>> Begin
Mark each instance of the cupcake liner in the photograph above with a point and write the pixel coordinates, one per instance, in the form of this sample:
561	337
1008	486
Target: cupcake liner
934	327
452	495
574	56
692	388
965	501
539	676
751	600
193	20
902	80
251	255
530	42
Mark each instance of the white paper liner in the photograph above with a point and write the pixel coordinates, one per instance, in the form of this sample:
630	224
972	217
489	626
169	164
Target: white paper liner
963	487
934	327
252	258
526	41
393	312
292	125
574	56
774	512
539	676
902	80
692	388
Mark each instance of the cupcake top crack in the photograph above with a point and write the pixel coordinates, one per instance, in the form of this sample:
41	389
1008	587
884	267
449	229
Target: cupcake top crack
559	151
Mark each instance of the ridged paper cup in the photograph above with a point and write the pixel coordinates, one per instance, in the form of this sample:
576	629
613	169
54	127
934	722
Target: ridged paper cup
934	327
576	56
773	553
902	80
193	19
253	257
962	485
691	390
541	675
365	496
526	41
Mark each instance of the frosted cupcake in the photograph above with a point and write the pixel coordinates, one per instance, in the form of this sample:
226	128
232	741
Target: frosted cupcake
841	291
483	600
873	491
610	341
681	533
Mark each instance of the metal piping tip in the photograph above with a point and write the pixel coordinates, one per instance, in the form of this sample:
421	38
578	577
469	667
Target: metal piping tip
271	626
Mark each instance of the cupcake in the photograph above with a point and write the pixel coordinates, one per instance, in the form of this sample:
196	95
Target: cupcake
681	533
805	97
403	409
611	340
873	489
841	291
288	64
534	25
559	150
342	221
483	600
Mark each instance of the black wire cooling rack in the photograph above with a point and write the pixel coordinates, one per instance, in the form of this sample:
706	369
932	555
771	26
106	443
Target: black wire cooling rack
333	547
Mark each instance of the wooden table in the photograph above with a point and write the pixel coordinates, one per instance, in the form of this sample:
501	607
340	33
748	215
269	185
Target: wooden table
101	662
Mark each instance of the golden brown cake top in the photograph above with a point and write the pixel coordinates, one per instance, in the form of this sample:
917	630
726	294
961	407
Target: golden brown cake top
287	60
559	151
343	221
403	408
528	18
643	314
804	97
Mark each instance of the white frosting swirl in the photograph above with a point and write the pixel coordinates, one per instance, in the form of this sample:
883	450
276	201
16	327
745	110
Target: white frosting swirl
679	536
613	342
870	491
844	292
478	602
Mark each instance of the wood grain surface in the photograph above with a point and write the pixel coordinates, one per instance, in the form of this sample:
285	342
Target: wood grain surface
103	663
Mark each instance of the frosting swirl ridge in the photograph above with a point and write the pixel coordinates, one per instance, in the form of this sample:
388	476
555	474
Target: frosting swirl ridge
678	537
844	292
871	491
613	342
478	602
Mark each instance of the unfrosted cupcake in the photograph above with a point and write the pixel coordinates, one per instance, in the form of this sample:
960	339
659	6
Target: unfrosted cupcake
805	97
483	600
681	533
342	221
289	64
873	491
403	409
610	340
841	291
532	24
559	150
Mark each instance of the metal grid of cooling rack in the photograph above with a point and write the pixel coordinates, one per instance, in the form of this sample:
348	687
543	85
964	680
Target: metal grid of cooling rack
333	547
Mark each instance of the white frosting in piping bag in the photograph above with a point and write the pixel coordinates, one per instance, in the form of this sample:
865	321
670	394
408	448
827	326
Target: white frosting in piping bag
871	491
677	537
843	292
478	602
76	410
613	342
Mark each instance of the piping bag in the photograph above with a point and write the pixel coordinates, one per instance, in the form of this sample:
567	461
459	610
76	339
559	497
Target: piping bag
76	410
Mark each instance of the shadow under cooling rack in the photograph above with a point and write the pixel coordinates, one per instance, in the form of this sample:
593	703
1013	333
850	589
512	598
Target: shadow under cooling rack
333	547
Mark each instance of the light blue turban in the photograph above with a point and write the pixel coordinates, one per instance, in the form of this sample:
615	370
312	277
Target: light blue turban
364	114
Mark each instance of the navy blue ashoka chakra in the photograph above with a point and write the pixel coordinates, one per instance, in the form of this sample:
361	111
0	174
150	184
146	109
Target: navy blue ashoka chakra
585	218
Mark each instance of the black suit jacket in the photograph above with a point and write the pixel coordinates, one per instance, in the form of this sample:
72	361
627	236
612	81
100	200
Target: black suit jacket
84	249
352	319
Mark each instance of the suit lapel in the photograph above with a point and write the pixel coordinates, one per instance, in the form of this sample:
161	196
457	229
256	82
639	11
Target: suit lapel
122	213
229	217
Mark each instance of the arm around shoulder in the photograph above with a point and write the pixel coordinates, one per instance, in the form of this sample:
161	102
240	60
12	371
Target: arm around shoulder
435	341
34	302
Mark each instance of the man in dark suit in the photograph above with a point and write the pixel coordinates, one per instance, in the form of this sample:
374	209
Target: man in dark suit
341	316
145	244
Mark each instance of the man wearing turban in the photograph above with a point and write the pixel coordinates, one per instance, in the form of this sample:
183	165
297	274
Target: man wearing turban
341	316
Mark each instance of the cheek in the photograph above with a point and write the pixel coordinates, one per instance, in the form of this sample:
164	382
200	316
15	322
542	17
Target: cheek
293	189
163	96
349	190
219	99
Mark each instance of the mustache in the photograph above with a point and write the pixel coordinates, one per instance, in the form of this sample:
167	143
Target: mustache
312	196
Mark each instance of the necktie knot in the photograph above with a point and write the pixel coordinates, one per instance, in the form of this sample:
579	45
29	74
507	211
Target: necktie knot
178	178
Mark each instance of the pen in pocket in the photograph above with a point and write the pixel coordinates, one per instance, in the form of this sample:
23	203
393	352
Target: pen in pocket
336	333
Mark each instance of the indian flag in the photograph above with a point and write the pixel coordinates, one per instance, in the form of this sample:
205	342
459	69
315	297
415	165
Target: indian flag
>> End
REQUIRED WORK: Please write out the whole listing again, switching "pixel coordinates" to "pixel positions" everywhere and leaving everything else unchanged.

ANSWER TO THE TASK:
Mark each instance of the cupcake liner in the photograph above with a point and write the pixel positions, one per instance, in the form of this sample:
561	337
1008	486
Target: cupcake liner
934	327
452	495
574	56
692	388
965	501
539	676
751	600
193	20
902	80
251	255
530	42
Mark each instance of the white paper liner in the photograph above with a point and write the pixel positions, one per instance, in the form of this sample:
630	224
972	217
489	626
169	164
Target: white paper liner
963	487
934	327
252	258
526	41
393	312
292	125
574	56
774	512
539	676
902	80
692	388
Mark each instance of the cupcake top crack in the photograph above with a point and write the pixel positions, one per instance, in the form of this sample:
41	389
1008	587
884	267
449	229
Target: cupcake top crack
559	151
Mark each instance of the ridged paper cup in the photograph above with a point and write the pixel positions, one per instance, in the form of this sample:
576	629
613	169
54	127
934	722
Target: ridged paper cup
934	327
576	56
773	553
902	80
193	19
253	257
962	485
691	390
541	675
365	496
526	41
Mark each instance of the frosted cupcake in the photograph above with a point and write the pixel positions, one per instance, in the form of this sample:
226	128
232	741
Target: frosted cupcake
841	291
483	600
873	491
610	341
681	533
Mark each instance of the metal piping tip in the photograph above with a point and write the pixel positions, one per instance, in the form of this sample:
421	38
578	577
469	667
Target: metal piping tip
271	626
Mark each instance of the cupcake in the photograph above with a point and write the pixel positions, one per instance, in the form of this sample:
196	95
Target: cupcake
681	533
805	97
403	409
611	340
873	489
841	291
288	64
534	25
559	150
342	221
483	600
Mark each instance of the black wire cooling rack in the photograph above with a point and write the pixel positions, one per instance, in the form of this sample:
706	369
932	555
771	26
106	443
Target: black wire cooling rack
333	547
Mark each instance of the wooden table in the photograph above with a point and write the pixel positions, one per instance, in the form of this sample:
501	607
340	33
748	215
269	185
Target: wooden table
101	662
Mark each instance of the golden brown cake top in the photograph above with a point and write the pixel positions, one per instance, in the form of this sample:
917	630
726	294
961	407
Target: golden brown cake top
287	60
559	151
343	221
403	408
528	18
643	314
804	97
Mark each instance of the white frosting swirl in the photograph above with a point and write the pixel positions, one per instance, in the form of this sample:
883	450
276	201
16	327
745	110
Target: white frosting swirl
679	536
613	342
870	491
844	292
478	602
Mark each instance of the wood grain surface in the photograph above with a point and write the pixel positions, one per instance, in the form of this sample:
285	342
Target: wood grain surface
103	663
Mark each instance of the frosting swirl ridge in the photograph above with a point and write the pixel positions, one per instance, in the form of this sample:
388	476
555	474
Target: frosting swirl ridge
678	537
844	292
871	491
613	342
478	602
Mark each instance of the unfrosted cupcake in the photograph above with a point and write the pixel positions, one per instance, in the form of this sample:
960	339
659	6
Target: unfrosted cupcake
805	97
483	600
681	533
342	221
289	64
873	491
403	409
610	340
841	291
532	24
559	150
Mark each instance of the metal grid of cooling rack in the photograph above with a point and write the pixel positions, one per instance, in the form of this sample:
348	687
543	85
964	680
Target: metal grid of cooling rack
333	547
Mark each instance of the white frosting in piping bag in the photograph above with a point and write the pixel positions, one per instance, in the form of this sample:
865	321
670	394
408	448
827	326
Target: white frosting in piping bag
871	491
677	537
843	292
478	602
76	410
613	342
Mark each instance of the piping bag in the photograph above with a point and write the pixel positions, one per instance, in the form of this sample:
567	461
459	610
76	339
559	497
Target: piping bag
76	410
Mark each instance of the shadow under cooling rack in the photograph above with a point and write the pixel positions, one per instance, in the form of this sample:
593	703
1013	333
850	589
512	598
Target: shadow under cooling rack
333	547
Mark each instance of the light blue turban in the photograph above with a point and write the pixel positions, one per instance, in the form of this sample:
615	370
312	277
Target: light blue turban
364	114
Mark each instance of the navy blue ashoka chakra in the photograph above with a point and write the pixel positions, one per instance, in the form of this sample:
361	111
0	174
150	184
146	109
Target: navy blue ashoka chakra
585	218
Mark each instance of the black suit jacket in the photograph above with a point and write the pixel positions, one per instance, in the form of this sample:
72	361
627	236
612	81
100	200
Target: black suit jacket
84	249
352	319
Mark each instance of the suit lapel in the photograph above with a point and write the pixel positions, one per instance, in the form of this sample:
161	196
457	229
256	82
639	11
Target: suit lapel
122	213
229	217
Mark each instance of the arm around shoulder in the photograph above with a point and write the pixel positions, one per instance, in the form of this sample:
161	102
240	60
12	371
Target: arm around shoulder
435	341
34	302
Mark each instance of the man in dark suit in the photograph above with a point and write the pixel positions, one per instance, in the form of this sample:
374	209
Target: man in dark suit
341	316
145	244
Mark each instance of the man wearing turban in the photograph above with a point and write the pixel positions, one per instance, in the form of this sample:
183	165
297	274
Target: man wearing turban
341	316
Mark each instance of the cheek in the photograph above with a point and write the pixel positions, one per instance, in the form of this sample:
164	382
200	316
15	322
542	17
Target: cheek
293	189
163	96
349	190
219	99
Mark each instance of the mustache in the photograph above with a point and write the pixel positions, one per instance, in the form of this sample:
167	143
Target: mustache
312	196
Mark each instance of the necktie knot in the photograph above with a point and write the pixel positions, one per instance, in the form of this sample:
579	45
29	74
507	211
Target: necktie knot
178	178
Mark each instance of the pen in pocket in the photograph above with a point and write the pixel positions, one per instance, in the form of this sample:
23	203
393	352
Target: pen in pocket
336	333
Mark each instance of the indian flag in the photograph above with a point and write the pixel positions, one per instance, in the form of this sample:
205	342
459	69
315	297
415	165
Target: indian flag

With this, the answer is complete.